-- Opening Marker --

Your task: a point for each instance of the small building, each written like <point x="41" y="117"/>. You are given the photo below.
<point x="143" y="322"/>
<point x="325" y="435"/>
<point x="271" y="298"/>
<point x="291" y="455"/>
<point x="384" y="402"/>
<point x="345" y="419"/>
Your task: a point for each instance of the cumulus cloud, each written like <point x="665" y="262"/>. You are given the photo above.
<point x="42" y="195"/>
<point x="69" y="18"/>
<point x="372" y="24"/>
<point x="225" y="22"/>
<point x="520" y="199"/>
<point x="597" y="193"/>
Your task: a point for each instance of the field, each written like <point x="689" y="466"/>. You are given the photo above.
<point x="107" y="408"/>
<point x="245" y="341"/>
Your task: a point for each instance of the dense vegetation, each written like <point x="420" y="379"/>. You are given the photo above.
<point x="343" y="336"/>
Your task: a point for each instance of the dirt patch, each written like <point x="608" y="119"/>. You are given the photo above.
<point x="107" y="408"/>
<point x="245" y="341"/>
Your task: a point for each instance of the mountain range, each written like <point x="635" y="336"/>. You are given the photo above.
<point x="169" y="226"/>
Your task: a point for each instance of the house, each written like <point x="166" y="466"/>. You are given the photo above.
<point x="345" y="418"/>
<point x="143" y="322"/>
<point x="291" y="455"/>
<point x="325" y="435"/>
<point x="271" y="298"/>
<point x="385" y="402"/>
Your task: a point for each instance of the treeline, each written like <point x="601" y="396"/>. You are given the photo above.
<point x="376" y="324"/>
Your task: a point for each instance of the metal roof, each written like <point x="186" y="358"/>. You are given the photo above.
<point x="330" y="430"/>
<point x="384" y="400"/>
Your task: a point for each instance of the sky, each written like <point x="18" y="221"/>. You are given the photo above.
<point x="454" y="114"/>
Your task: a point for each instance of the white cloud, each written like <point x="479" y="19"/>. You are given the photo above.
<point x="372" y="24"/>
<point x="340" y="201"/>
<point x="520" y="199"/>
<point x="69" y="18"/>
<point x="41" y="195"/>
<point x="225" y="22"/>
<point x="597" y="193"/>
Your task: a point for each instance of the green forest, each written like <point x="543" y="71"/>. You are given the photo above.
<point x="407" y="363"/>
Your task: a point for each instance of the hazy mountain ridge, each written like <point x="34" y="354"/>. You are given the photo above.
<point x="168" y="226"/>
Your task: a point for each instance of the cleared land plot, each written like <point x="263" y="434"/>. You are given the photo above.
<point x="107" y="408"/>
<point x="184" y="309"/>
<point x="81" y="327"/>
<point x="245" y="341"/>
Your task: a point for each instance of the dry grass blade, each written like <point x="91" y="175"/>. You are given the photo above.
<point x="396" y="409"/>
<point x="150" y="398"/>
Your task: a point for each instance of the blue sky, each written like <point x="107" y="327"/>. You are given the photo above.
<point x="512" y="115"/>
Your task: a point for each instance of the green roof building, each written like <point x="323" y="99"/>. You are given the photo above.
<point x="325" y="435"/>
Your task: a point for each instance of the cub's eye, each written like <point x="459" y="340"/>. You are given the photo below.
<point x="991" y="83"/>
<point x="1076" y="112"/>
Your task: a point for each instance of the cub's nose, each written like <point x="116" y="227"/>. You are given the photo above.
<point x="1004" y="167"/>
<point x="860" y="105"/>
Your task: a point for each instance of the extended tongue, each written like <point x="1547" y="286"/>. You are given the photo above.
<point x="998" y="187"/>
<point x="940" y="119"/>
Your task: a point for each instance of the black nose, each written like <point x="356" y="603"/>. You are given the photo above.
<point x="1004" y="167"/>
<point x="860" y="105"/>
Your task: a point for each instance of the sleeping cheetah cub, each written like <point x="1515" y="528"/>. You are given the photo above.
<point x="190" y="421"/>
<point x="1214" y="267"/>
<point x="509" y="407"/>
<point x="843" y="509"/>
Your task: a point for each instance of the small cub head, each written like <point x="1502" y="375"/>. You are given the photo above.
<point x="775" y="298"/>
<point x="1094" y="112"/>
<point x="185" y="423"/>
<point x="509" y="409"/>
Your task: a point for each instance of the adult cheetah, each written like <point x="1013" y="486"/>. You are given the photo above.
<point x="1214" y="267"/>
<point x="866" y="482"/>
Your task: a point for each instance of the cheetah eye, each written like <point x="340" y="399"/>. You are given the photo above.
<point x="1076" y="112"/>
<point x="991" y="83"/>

-- Closing Marker --

- _Required action_: Output the data exactly, so that every line matches the original.

- _Solution for this problem_:
Your task: a point for each instance of the small building, each written like <point x="41" y="117"/>. You are given the photo below.
<point x="143" y="322"/>
<point x="325" y="435"/>
<point x="271" y="298"/>
<point x="291" y="455"/>
<point x="384" y="402"/>
<point x="345" y="419"/>
Your task: a point for each instance of the cumulus cloud, each written like <point x="665" y="262"/>. You are given the photo above.
<point x="42" y="195"/>
<point x="69" y="18"/>
<point x="372" y="24"/>
<point x="225" y="22"/>
<point x="520" y="199"/>
<point x="597" y="193"/>
Your task: a point for each instance of the field, each written like <point x="689" y="466"/>. You are given the photo above.
<point x="107" y="408"/>
<point x="245" y="341"/>
Your task: a point for each instance of the dense vegetation, each written like <point x="420" y="379"/>. You are given the photo above.
<point x="343" y="336"/>
Your task: a point for each instance of the dirt patch, each written like <point x="608" y="119"/>. You are given the photo above.
<point x="107" y="408"/>
<point x="245" y="341"/>
Your task: a point for each instance of the mountain range, each written like <point x="635" y="336"/>. You are given the photo above.
<point x="169" y="226"/>
Your task: a point for each instance of the house, each written like <point x="166" y="466"/>. You are given the photo above.
<point x="345" y="418"/>
<point x="143" y="322"/>
<point x="291" y="455"/>
<point x="325" y="435"/>
<point x="271" y="298"/>
<point x="385" y="402"/>
Your task: a point for each instance of the treeline, each written like <point x="601" y="396"/>. You are given the photo above.
<point x="376" y="324"/>
Your task: a point for each instance of the metal roof, each written like <point x="186" y="358"/>. You are given the photo above.
<point x="330" y="430"/>
<point x="384" y="400"/>
Your task: a point for each instance of the sky, each written like <point x="18" y="221"/>. You are given the photo above.
<point x="454" y="114"/>
Your task: a point for each instance of the white cloud, each written like <point x="479" y="19"/>. You are given the photo above.
<point x="372" y="24"/>
<point x="340" y="201"/>
<point x="520" y="199"/>
<point x="69" y="18"/>
<point x="41" y="195"/>
<point x="225" y="22"/>
<point x="597" y="193"/>
Your task: a point for each instance of the green forest, each written like <point x="543" y="71"/>. You are given the photo above.
<point x="407" y="363"/>
Your task: a point for each instance of the hazy mountain ridge, each written like <point x="34" y="354"/>. You are given the photo above.
<point x="168" y="226"/>
Your task: a point for each instance of the cleared land plot, each written like <point x="263" y="434"/>. You are given the photo above.
<point x="107" y="408"/>
<point x="184" y="309"/>
<point x="81" y="327"/>
<point x="245" y="341"/>
Your task: a point for each instance of the dry grass blade, each written like <point x="91" y="175"/>. You are given the photo above.
<point x="396" y="409"/>
<point x="150" y="398"/>
Your task: a point for each instance of the blue sky, each written like <point x="107" y="327"/>. You are given the photo above.
<point x="512" y="115"/>
Your task: a point for each instance of the green roof building, each written like <point x="323" y="99"/>. You are given the photo above.
<point x="325" y="435"/>
Your task: a point for each instance of the cub's eye, each written like <point x="459" y="340"/>. You are given the photo below.
<point x="991" y="83"/>
<point x="1076" y="112"/>
Your task: a point for each instance of the cub's nose, each written like <point x="116" y="227"/>. You are given the photo above.
<point x="1004" y="167"/>
<point x="860" y="105"/>
Your task: a point for each instance of the extended tongue, each written like <point x="1547" y="286"/>. You are given the photo above.
<point x="998" y="187"/>
<point x="940" y="119"/>
Your task: a point for each instance of the black nose, each written like <point x="356" y="603"/>. You are given the photo above.
<point x="1004" y="167"/>
<point x="860" y="105"/>
Your task: a point for each instance of the sleeping cheetah cub, each written like <point x="1515" y="528"/>. You are given the photo above.
<point x="190" y="421"/>
<point x="1214" y="267"/>
<point x="509" y="407"/>
<point x="843" y="509"/>
Your task: a point for each instance of the small cub head, each written like <point x="1502" y="375"/>. You are given the photo above.
<point x="775" y="298"/>
<point x="1094" y="112"/>
<point x="185" y="423"/>
<point x="509" y="409"/>
Your task: a point for each instance of the adult cheetah, each written like <point x="1013" y="486"/>. You are given the photo above.
<point x="1214" y="267"/>
<point x="866" y="482"/>
Your task: a point for each instance of the cheetah eye, each written like <point x="340" y="399"/>. You are given the photo above.
<point x="1076" y="112"/>
<point x="991" y="83"/>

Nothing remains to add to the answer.